▶ **Task prompt**: Write out every entry word for word.
=== Records supplied ===
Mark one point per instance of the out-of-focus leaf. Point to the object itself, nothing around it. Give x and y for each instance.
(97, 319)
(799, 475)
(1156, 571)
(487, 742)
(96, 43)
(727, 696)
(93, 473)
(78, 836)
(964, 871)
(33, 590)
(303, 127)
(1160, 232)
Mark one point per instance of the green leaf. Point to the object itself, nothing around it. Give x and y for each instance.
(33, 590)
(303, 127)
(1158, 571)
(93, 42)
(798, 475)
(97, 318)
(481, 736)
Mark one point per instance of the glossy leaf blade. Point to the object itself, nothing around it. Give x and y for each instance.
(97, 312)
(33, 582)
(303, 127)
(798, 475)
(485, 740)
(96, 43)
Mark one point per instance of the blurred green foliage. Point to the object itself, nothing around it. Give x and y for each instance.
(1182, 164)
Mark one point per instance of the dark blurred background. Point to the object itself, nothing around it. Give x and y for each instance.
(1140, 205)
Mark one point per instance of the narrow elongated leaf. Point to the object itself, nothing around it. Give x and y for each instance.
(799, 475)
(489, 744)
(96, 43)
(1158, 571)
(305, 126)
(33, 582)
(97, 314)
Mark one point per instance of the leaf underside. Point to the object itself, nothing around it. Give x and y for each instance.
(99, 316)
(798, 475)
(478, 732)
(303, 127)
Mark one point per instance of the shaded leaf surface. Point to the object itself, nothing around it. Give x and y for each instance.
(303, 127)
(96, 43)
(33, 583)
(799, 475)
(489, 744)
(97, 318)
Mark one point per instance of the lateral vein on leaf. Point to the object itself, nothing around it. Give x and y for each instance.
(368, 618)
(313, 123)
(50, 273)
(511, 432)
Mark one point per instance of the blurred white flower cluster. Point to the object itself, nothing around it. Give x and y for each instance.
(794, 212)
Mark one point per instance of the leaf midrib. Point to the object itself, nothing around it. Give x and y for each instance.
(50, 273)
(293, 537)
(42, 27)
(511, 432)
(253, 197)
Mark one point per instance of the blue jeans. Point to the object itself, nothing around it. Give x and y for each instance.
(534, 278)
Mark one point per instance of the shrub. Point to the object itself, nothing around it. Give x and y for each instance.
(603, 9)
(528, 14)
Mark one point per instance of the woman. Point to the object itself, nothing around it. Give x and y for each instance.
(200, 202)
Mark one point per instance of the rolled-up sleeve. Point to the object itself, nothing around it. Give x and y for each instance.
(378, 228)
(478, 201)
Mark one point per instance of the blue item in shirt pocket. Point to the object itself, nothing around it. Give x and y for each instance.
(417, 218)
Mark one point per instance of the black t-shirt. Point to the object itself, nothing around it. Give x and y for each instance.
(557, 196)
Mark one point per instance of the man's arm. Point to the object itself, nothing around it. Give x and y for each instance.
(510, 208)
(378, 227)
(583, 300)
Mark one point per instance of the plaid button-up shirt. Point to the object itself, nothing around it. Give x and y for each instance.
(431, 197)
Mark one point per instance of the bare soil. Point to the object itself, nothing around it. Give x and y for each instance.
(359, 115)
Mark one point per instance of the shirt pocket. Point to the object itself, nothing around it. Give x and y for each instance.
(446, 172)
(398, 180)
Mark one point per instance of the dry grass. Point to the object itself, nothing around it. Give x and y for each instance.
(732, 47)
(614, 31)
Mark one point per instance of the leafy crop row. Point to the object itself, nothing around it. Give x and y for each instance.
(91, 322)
===
▶ **Exercise result**:
Mark one point per instance of the out-of-focus leaf. Point to the object itself, nothing around it. Give x and y for each instance.
(97, 319)
(799, 475)
(1156, 571)
(487, 742)
(96, 43)
(727, 696)
(93, 473)
(78, 836)
(964, 871)
(33, 590)
(303, 127)
(1160, 232)
Mark one point per instance of the green leaf. Point to the object itself, nothing around it. Give x and y for each instance.
(33, 590)
(303, 127)
(1158, 571)
(93, 42)
(798, 475)
(97, 318)
(481, 736)
Mark one point per instance of the glossy leaf blade. Point to the object itself, nothing around it. Give x and y for each instance.
(97, 312)
(33, 582)
(303, 127)
(798, 475)
(485, 740)
(96, 43)
Mark one point per instance of the blurred green foliage. Point to the object itself, nothing around it. Give x and y for each instance.
(1182, 164)
Mark one point per instance of the dark blurred background. Point to the object itself, nothing around it. Give x and y for each instance.
(1140, 205)
Mark one point per instance of the narrow elongated leaf. Point to the object itself, nothing around it. Give x and y for each instance.
(799, 475)
(489, 744)
(96, 43)
(1158, 571)
(305, 126)
(33, 582)
(97, 314)
Mark one point per instance of the leaf underside. Point to the object itself, nothing around it. Give x and y for each instance.
(99, 316)
(798, 475)
(478, 732)
(303, 127)
Mark one point per instance of the shaded leaf surface. Point to the object itself, nothing around it. Give x and y for each instance.
(303, 127)
(96, 43)
(33, 583)
(799, 475)
(489, 744)
(97, 318)
Mark one point per instance of the lateral vein on leaf. Point to the object itself, nothing around it. Give x and y for each instance.
(368, 618)
(313, 123)
(50, 273)
(511, 432)
Mark one point per instance of the blurred white flower cluster. Point to the object itself, nothing around it. Give x and y for each instance.
(794, 212)
Mark one point per instance of the leaf midrib. Point to the object itself, nothing around it. Give x and y for each instance.
(50, 273)
(293, 537)
(42, 27)
(511, 432)
(253, 197)
Mark one point per instance of the blue jeans. Point to the object itself, nothing around it. Give x and y for each instance.
(534, 278)
Mark one point per instance of the shrub. Point to the object itself, nothing around it. Give x and y for each instance.
(603, 9)
(528, 14)
Mark one point per instance of the woman. Point to the object itself, nothing around it. Give x and y for each instance.
(200, 202)
Mark one point per instance of the rolled-up sleeve. Point to the object itself, nothing around it. Give x and y for each instance.
(378, 228)
(478, 201)
Mark one point per instance of the blue item in shirt pocket. Point to the object itself, nothing around it. Give x and y for each instance.
(417, 218)
Mark one point per instance of the black t-shirt. Point to the object itself, nothing around it. Give x and y for each instance.
(557, 196)
Mark one point per instance of the man's arm. Point to the object itself, nothing around it. Give x and y for each instance.
(510, 208)
(378, 227)
(583, 300)
Mark one point per instance of the plaid button-up shirt. Point to the object itself, nothing around it. Give x and y for each instance.
(431, 197)
Mark one point per instance of the bare soil. Point to the object itself, nothing around it. Give x and y for each instance.
(359, 115)
Mark one point per instance of the shirt pocket. Point to the object itself, nothing around it. Give x and y for each instance.
(446, 172)
(398, 180)
Mark one point per instance of the dry grass. Point to the object itself, nothing around it. Give x and y for each instance.
(732, 47)
(614, 31)
Mark one point per instance of the leafy crop row. Point to the object itself, nothing around it. Give x and y for each instance.
(91, 322)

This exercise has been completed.